WHAT IS ASKED ▸ Can you write out the entries below again, changing "keypoint" to "point" wherever it appears, keeping everything else the same and leaving out the pictures?

[Pointing dataset entries]
=======

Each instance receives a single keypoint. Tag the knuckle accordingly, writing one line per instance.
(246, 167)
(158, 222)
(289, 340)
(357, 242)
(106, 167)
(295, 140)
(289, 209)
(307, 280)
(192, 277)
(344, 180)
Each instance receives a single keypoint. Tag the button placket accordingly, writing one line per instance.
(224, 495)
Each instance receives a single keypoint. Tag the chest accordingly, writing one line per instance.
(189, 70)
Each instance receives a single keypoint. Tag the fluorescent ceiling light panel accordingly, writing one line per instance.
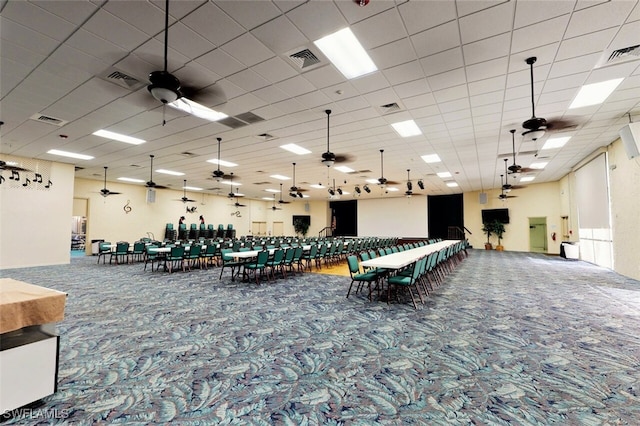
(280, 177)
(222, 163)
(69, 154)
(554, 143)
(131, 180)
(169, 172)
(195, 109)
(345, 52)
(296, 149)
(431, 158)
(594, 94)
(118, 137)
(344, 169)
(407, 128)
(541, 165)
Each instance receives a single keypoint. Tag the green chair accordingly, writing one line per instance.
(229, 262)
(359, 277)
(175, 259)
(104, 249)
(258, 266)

=======

THE ANSWER ▸
Each instance receives a single point. Tag the knuckle accordingly, writing one line per instance.
(246, 167)
(158, 222)
(289, 340)
(357, 242)
(106, 167)
(295, 140)
(289, 209)
(307, 280)
(192, 277)
(344, 180)
Each instance receives a single point. Tag the button placket accordingly, writing one line per instance.
(224, 495)
Each instance receives a single point. Tag the chest accordingly, writing one line per instance.
(189, 70)
Each instance receives a single point. Tag the fluorescent ceiling light panel accordingly, writing one line per instance.
(280, 177)
(222, 163)
(69, 154)
(554, 143)
(131, 180)
(169, 172)
(195, 109)
(345, 52)
(296, 149)
(431, 158)
(594, 94)
(118, 137)
(344, 169)
(407, 128)
(541, 165)
Each instance receives a single point. Tag the green chair accordingly, writing one line per instance.
(229, 262)
(359, 277)
(175, 259)
(104, 249)
(258, 266)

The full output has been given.